Data rows:
■ ■ ■ ■ ■ ■ ■

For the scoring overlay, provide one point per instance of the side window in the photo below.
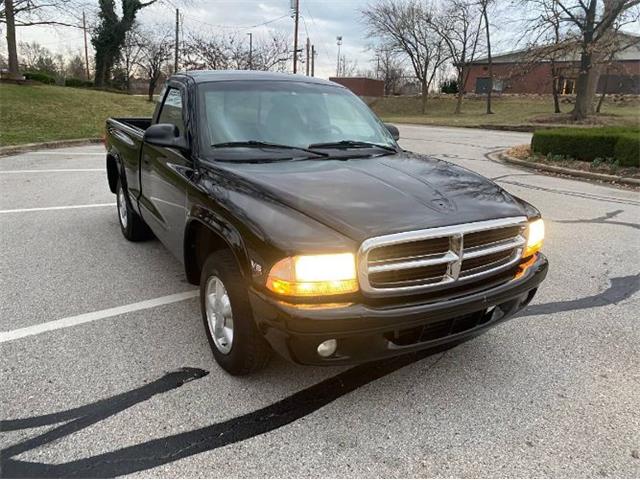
(172, 109)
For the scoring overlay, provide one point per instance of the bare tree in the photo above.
(75, 67)
(131, 53)
(203, 51)
(389, 69)
(26, 13)
(484, 6)
(157, 50)
(110, 32)
(217, 52)
(595, 22)
(271, 52)
(459, 27)
(546, 42)
(405, 27)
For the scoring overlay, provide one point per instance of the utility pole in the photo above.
(86, 49)
(308, 64)
(175, 61)
(11, 40)
(295, 34)
(339, 43)
(313, 60)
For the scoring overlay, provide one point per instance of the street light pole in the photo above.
(313, 60)
(339, 43)
(295, 35)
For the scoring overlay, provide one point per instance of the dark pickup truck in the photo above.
(309, 230)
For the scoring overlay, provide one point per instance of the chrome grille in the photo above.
(427, 259)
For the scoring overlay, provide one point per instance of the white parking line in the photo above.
(92, 316)
(60, 170)
(62, 153)
(64, 207)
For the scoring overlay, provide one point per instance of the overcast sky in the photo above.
(321, 20)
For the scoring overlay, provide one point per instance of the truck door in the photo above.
(164, 174)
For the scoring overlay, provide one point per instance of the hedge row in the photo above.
(620, 143)
(77, 82)
(40, 77)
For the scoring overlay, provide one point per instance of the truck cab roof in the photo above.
(205, 76)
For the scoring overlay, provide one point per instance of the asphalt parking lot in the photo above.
(106, 370)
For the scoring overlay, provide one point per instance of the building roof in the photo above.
(630, 52)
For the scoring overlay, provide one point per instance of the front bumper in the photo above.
(365, 332)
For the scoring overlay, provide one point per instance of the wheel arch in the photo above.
(203, 236)
(113, 171)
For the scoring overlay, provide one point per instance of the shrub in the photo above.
(589, 143)
(40, 77)
(77, 82)
(449, 86)
(627, 150)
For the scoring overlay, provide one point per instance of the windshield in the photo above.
(287, 113)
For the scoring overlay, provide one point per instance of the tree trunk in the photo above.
(11, 42)
(489, 59)
(460, 93)
(554, 88)
(584, 92)
(604, 91)
(424, 96)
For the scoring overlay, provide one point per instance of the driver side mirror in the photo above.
(393, 130)
(165, 135)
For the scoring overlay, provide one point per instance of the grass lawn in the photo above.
(508, 111)
(40, 113)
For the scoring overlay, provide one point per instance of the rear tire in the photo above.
(236, 343)
(132, 226)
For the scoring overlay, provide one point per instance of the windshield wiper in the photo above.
(353, 144)
(257, 144)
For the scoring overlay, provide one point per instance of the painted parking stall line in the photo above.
(63, 207)
(93, 316)
(57, 170)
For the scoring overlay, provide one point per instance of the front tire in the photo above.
(237, 345)
(132, 226)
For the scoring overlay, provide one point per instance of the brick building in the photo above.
(520, 72)
(362, 86)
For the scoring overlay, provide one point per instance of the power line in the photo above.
(236, 27)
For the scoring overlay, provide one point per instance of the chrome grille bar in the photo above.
(454, 258)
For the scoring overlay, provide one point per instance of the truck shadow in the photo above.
(170, 448)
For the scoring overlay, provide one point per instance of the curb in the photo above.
(28, 147)
(580, 174)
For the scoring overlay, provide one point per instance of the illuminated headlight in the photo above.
(314, 275)
(535, 237)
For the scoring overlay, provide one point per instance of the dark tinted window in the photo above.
(172, 109)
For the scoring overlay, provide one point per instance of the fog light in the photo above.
(327, 348)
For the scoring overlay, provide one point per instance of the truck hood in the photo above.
(367, 197)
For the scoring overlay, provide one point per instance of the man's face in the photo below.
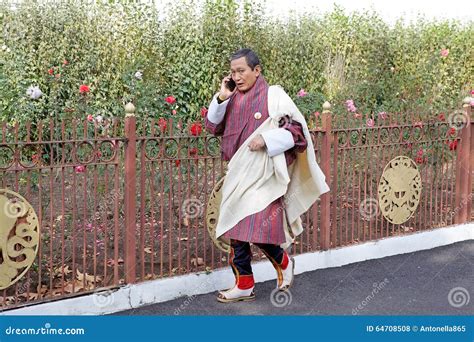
(243, 75)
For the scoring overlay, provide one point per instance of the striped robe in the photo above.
(239, 123)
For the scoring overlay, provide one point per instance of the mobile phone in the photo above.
(230, 84)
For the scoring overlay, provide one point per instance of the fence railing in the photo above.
(123, 202)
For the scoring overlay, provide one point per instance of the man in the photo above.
(237, 115)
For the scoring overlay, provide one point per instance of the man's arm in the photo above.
(214, 121)
(289, 136)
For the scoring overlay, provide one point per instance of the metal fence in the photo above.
(121, 203)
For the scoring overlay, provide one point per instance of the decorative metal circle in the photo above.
(106, 151)
(29, 155)
(7, 157)
(394, 135)
(19, 237)
(171, 148)
(84, 152)
(212, 146)
(342, 138)
(355, 137)
(384, 136)
(399, 190)
(212, 216)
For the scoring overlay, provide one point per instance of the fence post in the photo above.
(463, 169)
(326, 168)
(130, 194)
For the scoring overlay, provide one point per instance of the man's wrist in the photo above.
(220, 99)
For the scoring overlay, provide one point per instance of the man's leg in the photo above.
(284, 265)
(240, 260)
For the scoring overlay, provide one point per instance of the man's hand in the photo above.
(257, 143)
(225, 92)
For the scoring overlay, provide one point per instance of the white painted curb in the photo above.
(161, 290)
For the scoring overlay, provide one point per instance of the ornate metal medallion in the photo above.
(19, 237)
(399, 190)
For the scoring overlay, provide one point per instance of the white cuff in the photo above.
(216, 111)
(278, 140)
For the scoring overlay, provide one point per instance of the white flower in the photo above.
(138, 75)
(34, 92)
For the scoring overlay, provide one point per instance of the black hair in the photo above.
(250, 57)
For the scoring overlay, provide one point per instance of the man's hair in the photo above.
(250, 57)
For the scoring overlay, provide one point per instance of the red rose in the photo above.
(170, 99)
(196, 129)
(162, 123)
(420, 160)
(83, 89)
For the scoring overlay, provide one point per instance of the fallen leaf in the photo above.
(88, 278)
(197, 262)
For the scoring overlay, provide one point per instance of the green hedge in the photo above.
(182, 50)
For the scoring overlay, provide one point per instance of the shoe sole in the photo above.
(287, 287)
(234, 300)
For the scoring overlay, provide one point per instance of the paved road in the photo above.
(416, 283)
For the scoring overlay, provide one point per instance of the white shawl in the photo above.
(254, 179)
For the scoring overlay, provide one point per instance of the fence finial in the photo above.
(467, 101)
(326, 107)
(129, 109)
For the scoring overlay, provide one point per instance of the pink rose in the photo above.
(301, 93)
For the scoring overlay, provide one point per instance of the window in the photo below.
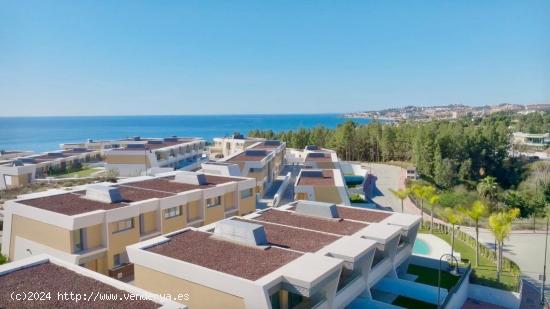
(78, 240)
(172, 212)
(124, 225)
(247, 193)
(116, 260)
(255, 170)
(214, 201)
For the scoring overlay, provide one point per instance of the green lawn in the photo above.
(429, 276)
(85, 172)
(485, 274)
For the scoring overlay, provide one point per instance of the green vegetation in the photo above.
(485, 273)
(501, 225)
(401, 194)
(447, 152)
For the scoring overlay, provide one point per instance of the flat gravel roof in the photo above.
(340, 227)
(201, 249)
(294, 238)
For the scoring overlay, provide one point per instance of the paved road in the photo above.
(386, 177)
(523, 247)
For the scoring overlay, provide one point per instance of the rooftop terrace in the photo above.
(319, 178)
(333, 226)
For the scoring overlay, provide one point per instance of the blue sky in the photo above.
(235, 57)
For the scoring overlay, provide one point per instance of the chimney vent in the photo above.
(104, 194)
(191, 178)
(317, 209)
(249, 234)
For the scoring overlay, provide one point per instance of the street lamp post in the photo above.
(544, 268)
(452, 258)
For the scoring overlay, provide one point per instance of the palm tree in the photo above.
(433, 201)
(423, 193)
(488, 189)
(500, 224)
(475, 212)
(454, 217)
(401, 194)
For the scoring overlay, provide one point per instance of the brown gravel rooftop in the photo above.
(69, 204)
(341, 227)
(73, 203)
(245, 157)
(268, 146)
(326, 181)
(294, 238)
(227, 257)
(48, 277)
(362, 214)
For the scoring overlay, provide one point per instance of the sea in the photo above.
(41, 134)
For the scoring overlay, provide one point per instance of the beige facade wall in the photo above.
(193, 211)
(214, 213)
(327, 194)
(174, 223)
(200, 296)
(119, 240)
(301, 196)
(94, 236)
(247, 205)
(229, 201)
(149, 222)
(43, 233)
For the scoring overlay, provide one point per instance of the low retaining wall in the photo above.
(498, 297)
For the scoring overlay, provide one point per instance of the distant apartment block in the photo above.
(136, 156)
(302, 255)
(12, 154)
(21, 171)
(92, 225)
(323, 185)
(223, 147)
(53, 283)
(528, 139)
(262, 161)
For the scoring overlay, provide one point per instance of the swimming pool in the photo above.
(421, 247)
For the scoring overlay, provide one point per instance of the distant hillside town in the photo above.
(451, 111)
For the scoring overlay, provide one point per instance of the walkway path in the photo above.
(523, 247)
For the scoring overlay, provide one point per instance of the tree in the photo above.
(488, 189)
(475, 212)
(454, 217)
(401, 194)
(433, 200)
(422, 192)
(500, 224)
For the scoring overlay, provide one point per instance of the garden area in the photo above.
(485, 273)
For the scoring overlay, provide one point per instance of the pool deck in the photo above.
(437, 246)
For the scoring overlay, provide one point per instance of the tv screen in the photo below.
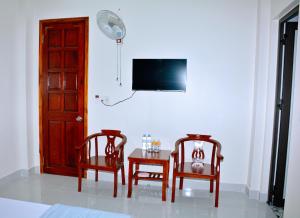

■ ■ ■ ■ ■ ■ ■

Exercise prompt:
Please pull out every line of the records that contains the string "windshield", matching case exactly.

Complete output:
For the scoring overlay, provide one point per instance of the windshield in the photo above.
For the scoring overlay, provide one point per instance of the windshield wiper in the photo above.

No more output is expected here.